#### [Exercise directions]
Extract each line from the rows below that contains the string "front". Treat uppercase and lowercase letters as distinct when matching.

>> begin

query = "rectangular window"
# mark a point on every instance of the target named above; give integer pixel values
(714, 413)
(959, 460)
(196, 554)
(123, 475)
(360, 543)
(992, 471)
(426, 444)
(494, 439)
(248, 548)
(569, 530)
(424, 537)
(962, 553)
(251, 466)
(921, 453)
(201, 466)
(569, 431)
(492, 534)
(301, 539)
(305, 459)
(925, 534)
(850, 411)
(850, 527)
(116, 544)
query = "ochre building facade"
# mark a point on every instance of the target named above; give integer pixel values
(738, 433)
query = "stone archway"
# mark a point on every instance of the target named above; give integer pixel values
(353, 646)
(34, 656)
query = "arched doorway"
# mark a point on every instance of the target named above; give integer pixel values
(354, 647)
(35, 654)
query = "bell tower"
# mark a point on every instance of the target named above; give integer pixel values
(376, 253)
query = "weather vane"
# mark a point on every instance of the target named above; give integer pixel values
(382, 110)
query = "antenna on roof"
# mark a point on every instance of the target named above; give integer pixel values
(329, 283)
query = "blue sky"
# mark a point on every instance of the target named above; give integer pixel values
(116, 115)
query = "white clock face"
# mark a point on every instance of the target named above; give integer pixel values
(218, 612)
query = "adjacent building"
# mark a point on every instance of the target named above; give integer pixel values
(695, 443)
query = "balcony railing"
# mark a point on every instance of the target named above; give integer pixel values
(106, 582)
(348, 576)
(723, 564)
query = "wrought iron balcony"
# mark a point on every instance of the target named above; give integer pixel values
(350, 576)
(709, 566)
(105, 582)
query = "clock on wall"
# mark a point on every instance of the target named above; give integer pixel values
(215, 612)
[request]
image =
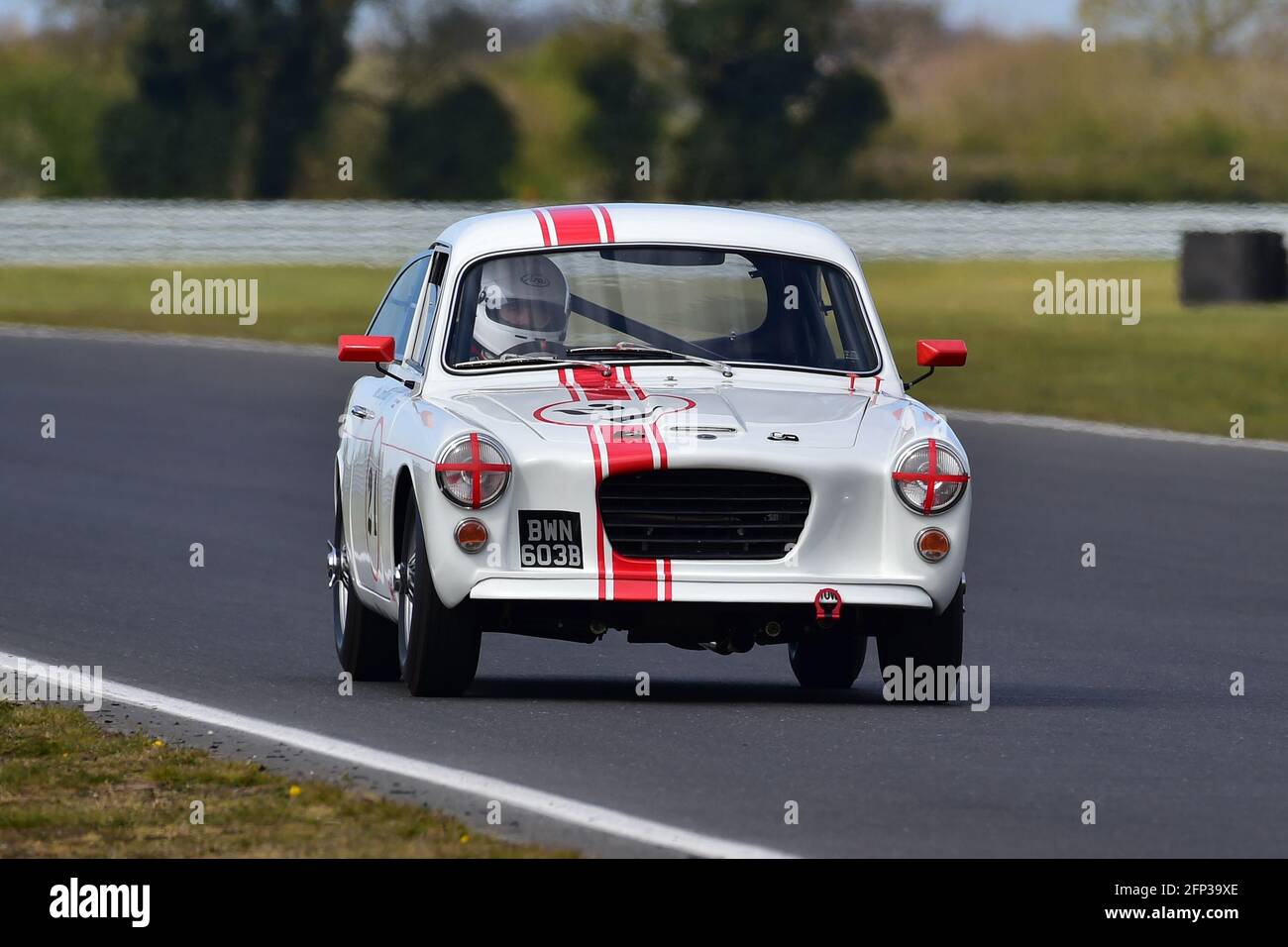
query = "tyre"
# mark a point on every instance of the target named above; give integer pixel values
(365, 642)
(828, 657)
(438, 647)
(925, 638)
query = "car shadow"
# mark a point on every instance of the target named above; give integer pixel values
(664, 690)
(864, 693)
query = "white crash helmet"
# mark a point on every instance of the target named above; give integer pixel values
(522, 299)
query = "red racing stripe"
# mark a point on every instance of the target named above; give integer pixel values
(608, 223)
(545, 231)
(575, 224)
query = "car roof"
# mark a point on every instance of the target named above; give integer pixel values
(537, 228)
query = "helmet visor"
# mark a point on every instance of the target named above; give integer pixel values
(532, 315)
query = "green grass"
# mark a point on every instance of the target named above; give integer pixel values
(71, 789)
(1185, 368)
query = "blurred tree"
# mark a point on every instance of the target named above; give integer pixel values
(771, 123)
(179, 136)
(1210, 27)
(626, 108)
(295, 51)
(230, 118)
(458, 146)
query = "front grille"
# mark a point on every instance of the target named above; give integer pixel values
(703, 514)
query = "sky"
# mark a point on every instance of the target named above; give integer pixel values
(1016, 17)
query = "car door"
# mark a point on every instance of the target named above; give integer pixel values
(374, 402)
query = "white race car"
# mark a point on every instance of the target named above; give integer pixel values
(678, 423)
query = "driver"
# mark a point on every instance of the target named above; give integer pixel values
(523, 305)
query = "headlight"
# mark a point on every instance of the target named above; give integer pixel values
(473, 471)
(928, 476)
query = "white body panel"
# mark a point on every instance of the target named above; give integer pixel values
(858, 538)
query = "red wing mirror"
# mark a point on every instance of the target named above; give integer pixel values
(940, 354)
(368, 348)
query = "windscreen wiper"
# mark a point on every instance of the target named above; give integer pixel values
(622, 347)
(535, 360)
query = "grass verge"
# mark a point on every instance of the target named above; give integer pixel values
(1185, 368)
(68, 789)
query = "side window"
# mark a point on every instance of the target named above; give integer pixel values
(395, 313)
(433, 292)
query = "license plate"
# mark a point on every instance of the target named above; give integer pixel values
(549, 539)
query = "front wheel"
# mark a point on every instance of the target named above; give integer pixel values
(365, 642)
(925, 638)
(828, 657)
(438, 646)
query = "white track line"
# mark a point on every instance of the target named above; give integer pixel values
(570, 810)
(1102, 428)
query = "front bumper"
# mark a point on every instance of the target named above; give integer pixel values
(786, 592)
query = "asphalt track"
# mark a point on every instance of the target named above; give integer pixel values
(1108, 684)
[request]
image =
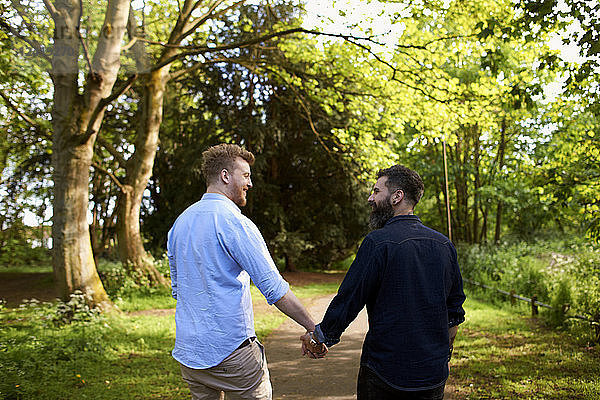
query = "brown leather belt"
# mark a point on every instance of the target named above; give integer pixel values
(246, 342)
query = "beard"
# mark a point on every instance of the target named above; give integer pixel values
(381, 214)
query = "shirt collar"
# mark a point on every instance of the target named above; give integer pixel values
(398, 218)
(221, 197)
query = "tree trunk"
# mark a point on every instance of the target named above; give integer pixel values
(477, 184)
(73, 260)
(501, 150)
(139, 169)
(76, 120)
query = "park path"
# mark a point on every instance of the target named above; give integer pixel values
(333, 378)
(296, 377)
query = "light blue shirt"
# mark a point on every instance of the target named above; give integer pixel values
(214, 251)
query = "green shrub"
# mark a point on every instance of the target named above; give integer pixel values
(558, 272)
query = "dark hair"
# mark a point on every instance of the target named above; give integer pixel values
(405, 179)
(215, 158)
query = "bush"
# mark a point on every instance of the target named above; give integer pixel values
(558, 272)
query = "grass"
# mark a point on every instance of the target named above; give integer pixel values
(501, 353)
(115, 356)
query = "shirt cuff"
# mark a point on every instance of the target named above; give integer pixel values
(455, 321)
(322, 338)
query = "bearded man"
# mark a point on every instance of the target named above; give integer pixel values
(408, 277)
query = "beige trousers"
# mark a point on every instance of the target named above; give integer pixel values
(242, 375)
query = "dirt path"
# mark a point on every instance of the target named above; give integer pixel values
(297, 377)
(331, 378)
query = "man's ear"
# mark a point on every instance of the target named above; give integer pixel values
(225, 176)
(397, 197)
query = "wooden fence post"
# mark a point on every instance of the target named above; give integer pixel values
(534, 310)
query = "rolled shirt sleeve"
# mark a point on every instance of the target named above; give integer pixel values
(456, 296)
(247, 246)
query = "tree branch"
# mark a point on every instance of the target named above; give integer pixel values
(24, 117)
(206, 16)
(36, 46)
(83, 45)
(109, 174)
(51, 9)
(102, 105)
(121, 161)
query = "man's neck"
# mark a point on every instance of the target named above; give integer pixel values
(404, 212)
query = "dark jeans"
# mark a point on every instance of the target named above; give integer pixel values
(371, 387)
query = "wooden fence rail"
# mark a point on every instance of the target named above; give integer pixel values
(535, 304)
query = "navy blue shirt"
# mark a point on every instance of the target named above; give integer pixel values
(408, 277)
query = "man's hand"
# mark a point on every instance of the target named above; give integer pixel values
(311, 347)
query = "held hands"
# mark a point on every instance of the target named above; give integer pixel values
(312, 347)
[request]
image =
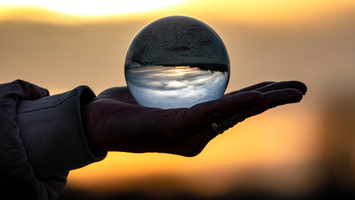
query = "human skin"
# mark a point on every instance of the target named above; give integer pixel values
(115, 122)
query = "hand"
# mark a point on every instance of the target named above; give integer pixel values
(115, 122)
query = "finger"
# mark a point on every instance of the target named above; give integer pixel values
(272, 99)
(194, 143)
(31, 91)
(203, 113)
(250, 88)
(283, 85)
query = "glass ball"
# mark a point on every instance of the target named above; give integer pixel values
(176, 62)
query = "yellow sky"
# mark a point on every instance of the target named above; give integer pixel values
(60, 51)
(256, 11)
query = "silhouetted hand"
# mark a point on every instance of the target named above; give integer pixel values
(115, 122)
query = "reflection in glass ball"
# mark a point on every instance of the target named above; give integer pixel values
(176, 62)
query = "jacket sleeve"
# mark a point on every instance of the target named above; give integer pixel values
(53, 135)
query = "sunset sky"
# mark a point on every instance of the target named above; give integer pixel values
(64, 44)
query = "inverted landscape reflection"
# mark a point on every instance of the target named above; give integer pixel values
(176, 86)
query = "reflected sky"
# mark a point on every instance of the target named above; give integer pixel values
(175, 86)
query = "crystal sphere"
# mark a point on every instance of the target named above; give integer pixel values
(176, 62)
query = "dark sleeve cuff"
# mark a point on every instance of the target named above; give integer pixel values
(53, 135)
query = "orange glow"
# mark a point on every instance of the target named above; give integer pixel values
(60, 51)
(264, 141)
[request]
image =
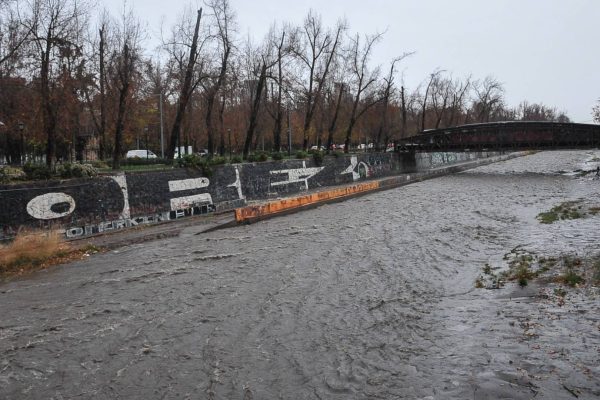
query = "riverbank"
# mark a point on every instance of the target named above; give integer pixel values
(374, 297)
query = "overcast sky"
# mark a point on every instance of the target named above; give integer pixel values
(544, 51)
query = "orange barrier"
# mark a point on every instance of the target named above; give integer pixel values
(250, 213)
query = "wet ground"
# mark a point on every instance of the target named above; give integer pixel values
(370, 298)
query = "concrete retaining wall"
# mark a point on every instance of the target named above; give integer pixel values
(84, 207)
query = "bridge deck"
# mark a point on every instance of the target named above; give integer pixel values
(515, 135)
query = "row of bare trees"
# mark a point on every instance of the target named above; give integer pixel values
(68, 82)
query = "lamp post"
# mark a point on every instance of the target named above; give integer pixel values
(229, 136)
(146, 145)
(162, 147)
(289, 135)
(21, 126)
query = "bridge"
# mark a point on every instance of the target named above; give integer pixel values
(511, 135)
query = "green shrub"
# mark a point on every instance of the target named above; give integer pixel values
(146, 161)
(318, 157)
(8, 174)
(37, 171)
(196, 162)
(301, 154)
(68, 170)
(217, 160)
(236, 160)
(100, 164)
(571, 278)
(259, 156)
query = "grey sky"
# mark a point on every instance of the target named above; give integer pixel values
(542, 50)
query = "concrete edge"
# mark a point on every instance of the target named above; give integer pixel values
(271, 209)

>> end

#### [Solution for this problem]
query = "front grille"
query = "front wheel"
query = "front bumper"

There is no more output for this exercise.